(Dataset excerpts)
=== Section Start ===

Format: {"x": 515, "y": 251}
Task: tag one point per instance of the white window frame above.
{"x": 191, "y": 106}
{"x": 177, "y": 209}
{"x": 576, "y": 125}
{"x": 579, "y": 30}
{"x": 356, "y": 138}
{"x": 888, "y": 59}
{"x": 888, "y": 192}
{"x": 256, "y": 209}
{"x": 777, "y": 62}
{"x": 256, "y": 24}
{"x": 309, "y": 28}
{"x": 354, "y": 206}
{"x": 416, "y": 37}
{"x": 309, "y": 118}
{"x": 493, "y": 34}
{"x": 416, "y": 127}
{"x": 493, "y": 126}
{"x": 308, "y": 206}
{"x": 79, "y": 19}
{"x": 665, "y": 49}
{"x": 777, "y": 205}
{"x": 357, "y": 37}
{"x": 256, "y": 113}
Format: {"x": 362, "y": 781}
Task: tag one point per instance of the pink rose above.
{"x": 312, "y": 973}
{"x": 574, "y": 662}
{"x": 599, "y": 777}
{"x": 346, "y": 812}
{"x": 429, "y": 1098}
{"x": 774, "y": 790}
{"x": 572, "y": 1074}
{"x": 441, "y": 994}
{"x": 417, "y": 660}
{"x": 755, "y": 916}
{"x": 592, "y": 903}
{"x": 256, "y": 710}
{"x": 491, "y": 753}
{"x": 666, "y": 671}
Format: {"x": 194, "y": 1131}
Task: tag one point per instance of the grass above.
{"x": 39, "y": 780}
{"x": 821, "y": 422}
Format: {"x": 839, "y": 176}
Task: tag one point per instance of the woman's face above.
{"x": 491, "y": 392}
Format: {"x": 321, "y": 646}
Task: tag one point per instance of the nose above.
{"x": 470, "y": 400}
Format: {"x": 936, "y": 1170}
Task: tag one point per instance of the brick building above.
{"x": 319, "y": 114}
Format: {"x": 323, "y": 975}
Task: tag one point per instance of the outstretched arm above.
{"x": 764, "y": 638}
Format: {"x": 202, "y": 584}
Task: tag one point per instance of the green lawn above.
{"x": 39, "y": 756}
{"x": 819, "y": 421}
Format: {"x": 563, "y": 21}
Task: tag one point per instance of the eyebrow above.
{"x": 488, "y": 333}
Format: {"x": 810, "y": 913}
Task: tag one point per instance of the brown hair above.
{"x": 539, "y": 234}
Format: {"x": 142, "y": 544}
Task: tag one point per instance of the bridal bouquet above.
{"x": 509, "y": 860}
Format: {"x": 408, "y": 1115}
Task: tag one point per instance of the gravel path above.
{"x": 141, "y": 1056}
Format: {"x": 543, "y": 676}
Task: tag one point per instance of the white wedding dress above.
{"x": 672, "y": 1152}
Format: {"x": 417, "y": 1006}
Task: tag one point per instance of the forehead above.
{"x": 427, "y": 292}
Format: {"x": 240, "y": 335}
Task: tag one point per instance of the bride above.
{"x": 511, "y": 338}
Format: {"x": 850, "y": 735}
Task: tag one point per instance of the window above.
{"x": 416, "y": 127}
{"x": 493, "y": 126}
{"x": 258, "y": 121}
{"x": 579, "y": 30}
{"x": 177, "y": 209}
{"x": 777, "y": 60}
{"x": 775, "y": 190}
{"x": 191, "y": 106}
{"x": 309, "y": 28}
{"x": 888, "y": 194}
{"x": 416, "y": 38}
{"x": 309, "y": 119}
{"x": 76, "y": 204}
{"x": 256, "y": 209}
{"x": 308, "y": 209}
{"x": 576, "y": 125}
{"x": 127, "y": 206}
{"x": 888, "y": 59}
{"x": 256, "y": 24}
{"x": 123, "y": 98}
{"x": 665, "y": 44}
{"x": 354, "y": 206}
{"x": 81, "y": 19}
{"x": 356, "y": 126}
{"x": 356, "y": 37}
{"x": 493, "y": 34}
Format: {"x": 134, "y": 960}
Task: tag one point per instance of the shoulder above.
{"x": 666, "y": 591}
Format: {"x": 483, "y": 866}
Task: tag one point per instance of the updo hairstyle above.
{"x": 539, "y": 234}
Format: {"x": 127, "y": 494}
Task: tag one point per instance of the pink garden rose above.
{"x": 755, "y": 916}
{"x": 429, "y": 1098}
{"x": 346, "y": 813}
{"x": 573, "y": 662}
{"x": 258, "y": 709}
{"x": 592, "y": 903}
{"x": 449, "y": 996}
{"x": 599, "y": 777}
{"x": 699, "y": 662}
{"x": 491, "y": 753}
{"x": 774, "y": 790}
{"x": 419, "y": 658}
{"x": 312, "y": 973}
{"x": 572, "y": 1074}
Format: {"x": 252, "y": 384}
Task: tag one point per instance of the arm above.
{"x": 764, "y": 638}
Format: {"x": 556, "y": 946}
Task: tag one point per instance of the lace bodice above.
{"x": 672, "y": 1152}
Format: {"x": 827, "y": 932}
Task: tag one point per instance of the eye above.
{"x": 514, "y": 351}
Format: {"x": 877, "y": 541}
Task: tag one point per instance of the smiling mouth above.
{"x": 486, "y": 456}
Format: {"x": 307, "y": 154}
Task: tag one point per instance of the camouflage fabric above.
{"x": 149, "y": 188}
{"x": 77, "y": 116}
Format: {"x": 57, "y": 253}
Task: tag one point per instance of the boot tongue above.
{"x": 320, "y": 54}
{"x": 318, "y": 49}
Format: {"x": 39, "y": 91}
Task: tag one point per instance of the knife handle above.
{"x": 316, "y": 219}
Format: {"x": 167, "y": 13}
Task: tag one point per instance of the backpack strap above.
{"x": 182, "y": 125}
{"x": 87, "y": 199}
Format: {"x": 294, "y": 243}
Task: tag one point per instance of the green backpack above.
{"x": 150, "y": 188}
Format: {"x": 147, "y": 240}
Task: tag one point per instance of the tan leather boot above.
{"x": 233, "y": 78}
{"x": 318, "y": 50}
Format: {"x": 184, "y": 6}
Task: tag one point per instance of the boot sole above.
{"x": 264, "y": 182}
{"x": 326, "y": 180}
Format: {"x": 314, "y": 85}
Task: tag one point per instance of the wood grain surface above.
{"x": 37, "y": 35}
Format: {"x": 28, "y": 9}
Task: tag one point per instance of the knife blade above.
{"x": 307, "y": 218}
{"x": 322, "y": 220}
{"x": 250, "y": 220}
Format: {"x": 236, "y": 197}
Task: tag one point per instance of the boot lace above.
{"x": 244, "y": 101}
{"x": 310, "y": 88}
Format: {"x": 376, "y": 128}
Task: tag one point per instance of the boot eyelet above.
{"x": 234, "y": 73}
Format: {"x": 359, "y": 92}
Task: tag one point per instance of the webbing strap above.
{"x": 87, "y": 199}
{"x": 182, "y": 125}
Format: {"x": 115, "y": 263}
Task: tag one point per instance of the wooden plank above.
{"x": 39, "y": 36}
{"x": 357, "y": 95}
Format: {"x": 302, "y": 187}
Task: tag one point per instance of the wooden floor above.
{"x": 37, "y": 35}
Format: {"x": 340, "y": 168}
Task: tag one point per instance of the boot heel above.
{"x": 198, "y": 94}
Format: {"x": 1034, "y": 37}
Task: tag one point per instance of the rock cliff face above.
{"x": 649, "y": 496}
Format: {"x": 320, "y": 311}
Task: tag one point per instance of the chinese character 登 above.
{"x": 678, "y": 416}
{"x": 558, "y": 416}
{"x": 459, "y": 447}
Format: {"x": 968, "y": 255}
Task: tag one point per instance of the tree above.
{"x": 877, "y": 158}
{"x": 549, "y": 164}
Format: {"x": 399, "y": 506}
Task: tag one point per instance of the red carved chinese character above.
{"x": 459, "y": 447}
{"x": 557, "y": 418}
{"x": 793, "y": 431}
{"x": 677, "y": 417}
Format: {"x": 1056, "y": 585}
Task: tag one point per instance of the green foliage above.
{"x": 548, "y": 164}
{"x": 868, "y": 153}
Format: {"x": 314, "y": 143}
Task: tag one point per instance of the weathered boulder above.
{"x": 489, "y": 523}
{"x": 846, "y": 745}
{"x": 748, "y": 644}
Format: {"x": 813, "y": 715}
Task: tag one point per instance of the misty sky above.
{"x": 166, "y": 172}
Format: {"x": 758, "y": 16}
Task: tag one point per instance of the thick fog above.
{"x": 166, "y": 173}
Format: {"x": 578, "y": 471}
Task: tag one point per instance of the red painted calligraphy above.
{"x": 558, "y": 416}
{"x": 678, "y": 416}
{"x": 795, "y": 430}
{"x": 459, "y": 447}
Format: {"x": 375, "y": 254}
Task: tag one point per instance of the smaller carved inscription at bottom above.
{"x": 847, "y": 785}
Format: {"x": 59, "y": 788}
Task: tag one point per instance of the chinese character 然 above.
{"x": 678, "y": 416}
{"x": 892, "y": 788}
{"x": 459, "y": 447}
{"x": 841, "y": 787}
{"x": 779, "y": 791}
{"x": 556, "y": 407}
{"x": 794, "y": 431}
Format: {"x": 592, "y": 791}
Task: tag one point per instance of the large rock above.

=== Section End ===

What you have to do: Take the line containing "Task: tag one point per instance of the misty" as the first line and the last line of the data above as the final one. Write out these lines and all between them exactly.

Task response:
Task: tag one point per instance of the misty sky above.
{"x": 166, "y": 172}
Format: {"x": 758, "y": 16}
Task: tag one point per instance of the thick fog above.
{"x": 166, "y": 173}
Format: {"x": 578, "y": 471}
Task: tag one point per instance of the red painted calligraphy above.
{"x": 558, "y": 416}
{"x": 678, "y": 416}
{"x": 795, "y": 430}
{"x": 459, "y": 447}
Format: {"x": 375, "y": 254}
Task: tag one point per instance of the smaller carved inscription at bottom above.
{"x": 847, "y": 785}
Format: {"x": 59, "y": 788}
Task: tag one point per instance of the chinese character 然 above.
{"x": 678, "y": 416}
{"x": 892, "y": 788}
{"x": 459, "y": 447}
{"x": 841, "y": 787}
{"x": 779, "y": 791}
{"x": 556, "y": 407}
{"x": 794, "y": 431}
Format: {"x": 592, "y": 791}
Task: tag one point per instance of the large rock above.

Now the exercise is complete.